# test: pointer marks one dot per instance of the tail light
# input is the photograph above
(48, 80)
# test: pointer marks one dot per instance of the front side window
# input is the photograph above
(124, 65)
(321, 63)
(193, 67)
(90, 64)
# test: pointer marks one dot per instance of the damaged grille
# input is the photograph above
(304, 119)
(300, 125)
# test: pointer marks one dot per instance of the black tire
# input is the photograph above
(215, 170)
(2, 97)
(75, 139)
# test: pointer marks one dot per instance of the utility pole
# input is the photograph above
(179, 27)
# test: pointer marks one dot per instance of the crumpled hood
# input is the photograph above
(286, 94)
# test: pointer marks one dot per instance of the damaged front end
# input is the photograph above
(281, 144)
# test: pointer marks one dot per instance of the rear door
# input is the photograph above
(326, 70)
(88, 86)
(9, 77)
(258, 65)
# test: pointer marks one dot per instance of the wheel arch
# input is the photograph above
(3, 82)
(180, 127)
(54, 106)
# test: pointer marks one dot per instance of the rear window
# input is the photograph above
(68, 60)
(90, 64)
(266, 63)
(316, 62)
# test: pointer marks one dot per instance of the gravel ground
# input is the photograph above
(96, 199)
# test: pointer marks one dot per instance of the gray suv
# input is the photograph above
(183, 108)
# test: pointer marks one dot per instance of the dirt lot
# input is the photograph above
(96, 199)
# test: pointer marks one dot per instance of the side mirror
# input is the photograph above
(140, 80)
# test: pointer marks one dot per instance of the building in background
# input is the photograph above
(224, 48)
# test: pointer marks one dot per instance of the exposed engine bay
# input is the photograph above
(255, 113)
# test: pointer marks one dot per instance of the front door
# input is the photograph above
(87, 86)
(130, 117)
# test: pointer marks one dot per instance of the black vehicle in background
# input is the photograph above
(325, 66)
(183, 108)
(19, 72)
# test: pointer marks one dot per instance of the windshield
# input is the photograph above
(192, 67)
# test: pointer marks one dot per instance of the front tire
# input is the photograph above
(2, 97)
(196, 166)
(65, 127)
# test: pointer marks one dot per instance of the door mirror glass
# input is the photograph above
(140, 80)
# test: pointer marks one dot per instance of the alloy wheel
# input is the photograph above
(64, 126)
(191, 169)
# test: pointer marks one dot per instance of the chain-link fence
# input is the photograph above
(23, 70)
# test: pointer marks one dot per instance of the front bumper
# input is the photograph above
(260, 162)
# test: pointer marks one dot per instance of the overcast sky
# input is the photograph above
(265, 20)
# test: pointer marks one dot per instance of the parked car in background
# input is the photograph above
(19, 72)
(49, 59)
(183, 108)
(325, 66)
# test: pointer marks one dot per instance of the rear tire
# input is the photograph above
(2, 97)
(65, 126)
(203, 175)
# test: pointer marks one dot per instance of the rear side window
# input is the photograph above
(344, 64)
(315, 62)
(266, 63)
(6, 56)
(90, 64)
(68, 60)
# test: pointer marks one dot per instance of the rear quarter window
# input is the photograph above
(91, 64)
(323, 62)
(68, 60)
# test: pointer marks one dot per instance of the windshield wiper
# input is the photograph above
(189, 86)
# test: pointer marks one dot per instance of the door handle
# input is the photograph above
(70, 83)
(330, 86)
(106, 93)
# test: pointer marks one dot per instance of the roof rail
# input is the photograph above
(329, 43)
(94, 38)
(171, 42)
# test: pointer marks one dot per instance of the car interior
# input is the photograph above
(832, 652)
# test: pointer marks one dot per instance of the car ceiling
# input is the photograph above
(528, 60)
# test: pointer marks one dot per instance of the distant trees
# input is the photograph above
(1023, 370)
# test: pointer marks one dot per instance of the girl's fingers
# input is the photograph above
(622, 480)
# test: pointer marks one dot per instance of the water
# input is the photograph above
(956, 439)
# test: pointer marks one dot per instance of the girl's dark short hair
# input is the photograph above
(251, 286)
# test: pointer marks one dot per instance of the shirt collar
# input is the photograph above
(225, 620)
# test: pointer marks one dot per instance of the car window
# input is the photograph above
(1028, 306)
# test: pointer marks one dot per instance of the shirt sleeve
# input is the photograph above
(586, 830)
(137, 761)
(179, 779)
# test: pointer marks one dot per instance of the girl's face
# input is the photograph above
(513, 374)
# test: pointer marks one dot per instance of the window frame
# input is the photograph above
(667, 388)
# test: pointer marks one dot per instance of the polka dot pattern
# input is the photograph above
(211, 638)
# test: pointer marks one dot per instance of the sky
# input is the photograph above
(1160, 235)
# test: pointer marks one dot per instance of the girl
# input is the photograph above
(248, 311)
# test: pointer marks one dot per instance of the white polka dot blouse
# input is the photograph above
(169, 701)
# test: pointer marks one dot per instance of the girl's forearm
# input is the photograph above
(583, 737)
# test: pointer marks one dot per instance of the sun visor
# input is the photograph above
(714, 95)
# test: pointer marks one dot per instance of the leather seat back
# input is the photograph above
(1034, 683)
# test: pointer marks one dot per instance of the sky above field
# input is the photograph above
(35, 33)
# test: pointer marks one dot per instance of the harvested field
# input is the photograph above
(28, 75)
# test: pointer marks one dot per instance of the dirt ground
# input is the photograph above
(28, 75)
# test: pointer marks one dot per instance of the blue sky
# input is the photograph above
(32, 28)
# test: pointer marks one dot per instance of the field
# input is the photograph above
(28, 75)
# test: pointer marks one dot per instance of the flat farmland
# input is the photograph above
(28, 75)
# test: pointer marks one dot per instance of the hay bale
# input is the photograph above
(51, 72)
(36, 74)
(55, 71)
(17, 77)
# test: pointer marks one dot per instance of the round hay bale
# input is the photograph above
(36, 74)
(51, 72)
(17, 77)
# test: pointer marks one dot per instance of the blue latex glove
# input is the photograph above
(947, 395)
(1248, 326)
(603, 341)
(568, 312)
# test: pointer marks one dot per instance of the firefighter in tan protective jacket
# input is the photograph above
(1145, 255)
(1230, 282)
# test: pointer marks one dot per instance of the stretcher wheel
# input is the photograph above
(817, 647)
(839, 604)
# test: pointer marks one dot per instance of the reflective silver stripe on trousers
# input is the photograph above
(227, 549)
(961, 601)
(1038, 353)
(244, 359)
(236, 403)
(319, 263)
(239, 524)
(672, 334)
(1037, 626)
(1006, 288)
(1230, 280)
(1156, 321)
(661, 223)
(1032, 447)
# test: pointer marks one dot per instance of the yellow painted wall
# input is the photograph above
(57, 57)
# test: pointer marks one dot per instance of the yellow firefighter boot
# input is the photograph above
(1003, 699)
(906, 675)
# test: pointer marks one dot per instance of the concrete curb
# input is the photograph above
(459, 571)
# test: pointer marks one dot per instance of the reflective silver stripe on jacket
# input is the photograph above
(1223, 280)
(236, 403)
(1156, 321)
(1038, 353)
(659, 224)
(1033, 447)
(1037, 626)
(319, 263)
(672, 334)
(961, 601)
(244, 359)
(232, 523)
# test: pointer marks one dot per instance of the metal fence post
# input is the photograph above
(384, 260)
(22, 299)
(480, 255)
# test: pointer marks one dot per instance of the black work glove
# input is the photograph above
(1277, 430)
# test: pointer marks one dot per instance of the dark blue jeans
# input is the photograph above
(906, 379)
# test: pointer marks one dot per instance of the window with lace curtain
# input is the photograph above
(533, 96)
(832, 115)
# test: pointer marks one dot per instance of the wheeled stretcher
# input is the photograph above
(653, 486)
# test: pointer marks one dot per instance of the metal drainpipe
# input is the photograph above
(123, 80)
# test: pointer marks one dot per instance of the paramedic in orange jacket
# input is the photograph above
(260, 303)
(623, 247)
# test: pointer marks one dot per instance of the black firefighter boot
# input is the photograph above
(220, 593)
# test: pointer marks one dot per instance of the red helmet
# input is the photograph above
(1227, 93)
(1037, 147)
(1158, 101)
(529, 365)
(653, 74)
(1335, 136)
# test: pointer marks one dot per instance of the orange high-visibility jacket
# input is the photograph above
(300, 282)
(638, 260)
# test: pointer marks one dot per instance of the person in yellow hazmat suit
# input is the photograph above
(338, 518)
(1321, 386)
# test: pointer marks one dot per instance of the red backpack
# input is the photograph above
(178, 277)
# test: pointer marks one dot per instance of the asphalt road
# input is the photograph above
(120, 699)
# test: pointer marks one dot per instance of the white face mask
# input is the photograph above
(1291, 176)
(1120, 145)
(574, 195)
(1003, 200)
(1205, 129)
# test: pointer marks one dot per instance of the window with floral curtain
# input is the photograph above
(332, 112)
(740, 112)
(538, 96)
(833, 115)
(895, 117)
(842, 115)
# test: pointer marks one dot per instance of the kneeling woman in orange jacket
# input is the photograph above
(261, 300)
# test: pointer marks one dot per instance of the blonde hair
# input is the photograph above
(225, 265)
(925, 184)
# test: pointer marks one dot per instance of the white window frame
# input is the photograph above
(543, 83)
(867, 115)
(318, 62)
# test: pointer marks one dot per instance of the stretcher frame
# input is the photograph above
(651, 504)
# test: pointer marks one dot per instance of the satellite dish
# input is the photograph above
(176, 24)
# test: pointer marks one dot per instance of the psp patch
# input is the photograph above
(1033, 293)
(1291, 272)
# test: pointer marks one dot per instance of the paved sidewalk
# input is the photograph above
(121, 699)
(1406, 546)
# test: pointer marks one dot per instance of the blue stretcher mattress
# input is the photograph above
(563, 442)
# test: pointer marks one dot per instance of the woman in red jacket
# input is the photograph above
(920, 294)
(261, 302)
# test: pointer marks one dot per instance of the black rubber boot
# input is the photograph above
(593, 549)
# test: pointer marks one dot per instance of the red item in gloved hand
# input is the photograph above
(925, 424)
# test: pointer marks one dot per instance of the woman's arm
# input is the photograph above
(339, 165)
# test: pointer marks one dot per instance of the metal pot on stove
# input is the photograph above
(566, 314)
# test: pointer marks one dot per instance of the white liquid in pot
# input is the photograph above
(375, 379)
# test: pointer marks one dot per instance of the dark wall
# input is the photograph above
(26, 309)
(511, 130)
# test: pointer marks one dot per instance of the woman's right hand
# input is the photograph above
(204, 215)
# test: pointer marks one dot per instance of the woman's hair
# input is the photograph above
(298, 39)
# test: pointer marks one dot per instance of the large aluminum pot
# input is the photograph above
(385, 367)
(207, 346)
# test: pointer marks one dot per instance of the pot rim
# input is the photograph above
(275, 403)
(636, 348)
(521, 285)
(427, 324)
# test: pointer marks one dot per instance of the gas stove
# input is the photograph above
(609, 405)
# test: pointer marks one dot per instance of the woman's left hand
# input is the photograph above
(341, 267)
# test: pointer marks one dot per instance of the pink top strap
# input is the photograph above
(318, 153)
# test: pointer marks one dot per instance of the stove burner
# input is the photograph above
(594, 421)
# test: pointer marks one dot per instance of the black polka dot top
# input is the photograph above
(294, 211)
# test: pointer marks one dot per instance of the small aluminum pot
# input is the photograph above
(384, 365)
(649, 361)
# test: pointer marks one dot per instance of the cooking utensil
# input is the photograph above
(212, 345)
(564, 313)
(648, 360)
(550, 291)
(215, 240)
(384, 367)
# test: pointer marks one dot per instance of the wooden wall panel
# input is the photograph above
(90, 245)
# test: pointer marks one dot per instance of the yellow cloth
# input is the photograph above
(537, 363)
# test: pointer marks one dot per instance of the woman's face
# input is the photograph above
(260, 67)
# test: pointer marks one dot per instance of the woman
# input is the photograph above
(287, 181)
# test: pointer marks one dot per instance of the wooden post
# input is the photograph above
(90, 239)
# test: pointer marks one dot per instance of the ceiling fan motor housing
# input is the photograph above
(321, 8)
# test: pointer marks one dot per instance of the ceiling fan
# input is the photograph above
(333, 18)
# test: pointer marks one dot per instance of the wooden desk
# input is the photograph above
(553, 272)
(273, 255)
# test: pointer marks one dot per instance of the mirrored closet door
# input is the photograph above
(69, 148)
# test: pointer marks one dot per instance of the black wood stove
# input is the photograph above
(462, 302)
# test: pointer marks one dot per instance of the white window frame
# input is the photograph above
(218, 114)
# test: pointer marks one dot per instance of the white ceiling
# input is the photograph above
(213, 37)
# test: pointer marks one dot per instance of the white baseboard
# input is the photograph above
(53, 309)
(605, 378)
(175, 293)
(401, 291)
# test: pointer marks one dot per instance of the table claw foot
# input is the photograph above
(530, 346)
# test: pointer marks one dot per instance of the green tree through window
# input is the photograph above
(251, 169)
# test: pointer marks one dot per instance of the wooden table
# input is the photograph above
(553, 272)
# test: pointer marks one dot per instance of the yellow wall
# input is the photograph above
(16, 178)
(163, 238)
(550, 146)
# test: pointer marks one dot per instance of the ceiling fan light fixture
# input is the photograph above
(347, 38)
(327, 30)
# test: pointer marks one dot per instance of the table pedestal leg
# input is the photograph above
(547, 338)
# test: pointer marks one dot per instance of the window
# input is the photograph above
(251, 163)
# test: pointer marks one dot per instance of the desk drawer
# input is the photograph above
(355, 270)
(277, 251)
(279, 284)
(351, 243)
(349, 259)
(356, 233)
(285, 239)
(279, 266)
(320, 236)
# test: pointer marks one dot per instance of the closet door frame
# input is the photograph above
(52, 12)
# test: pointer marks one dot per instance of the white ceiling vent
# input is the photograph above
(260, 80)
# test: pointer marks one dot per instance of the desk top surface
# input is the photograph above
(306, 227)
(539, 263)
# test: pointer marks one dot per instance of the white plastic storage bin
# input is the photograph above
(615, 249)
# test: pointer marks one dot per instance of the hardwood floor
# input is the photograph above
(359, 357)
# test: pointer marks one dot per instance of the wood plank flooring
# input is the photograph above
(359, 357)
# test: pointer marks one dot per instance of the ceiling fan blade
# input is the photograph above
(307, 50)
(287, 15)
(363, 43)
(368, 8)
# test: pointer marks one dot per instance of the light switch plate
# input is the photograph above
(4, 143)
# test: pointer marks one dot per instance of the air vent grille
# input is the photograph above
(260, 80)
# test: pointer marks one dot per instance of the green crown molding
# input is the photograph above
------------------------------------------------------------
Objective: Only the lines from the one that contains "wood plank flooring" to the end of the entries above should be given again, exactly and in full.

Result:
# test: pointer marks one dot per instance of the wood plank flooring
# input is the photograph above
(359, 357)
# test: pointer marks one dot per instance of the ceiling fan blade
# input is the photograph above
(307, 50)
(287, 15)
(363, 43)
(368, 8)
# test: pointer marks one dot per instance of the light switch plate
# input is the photograph above
(4, 143)
# test: pointer marks one dot per instance of the air vent grille
# input is the photograph above
(260, 80)
# test: pointer marks one dot per instance of the green crown molding
# input is the photograph above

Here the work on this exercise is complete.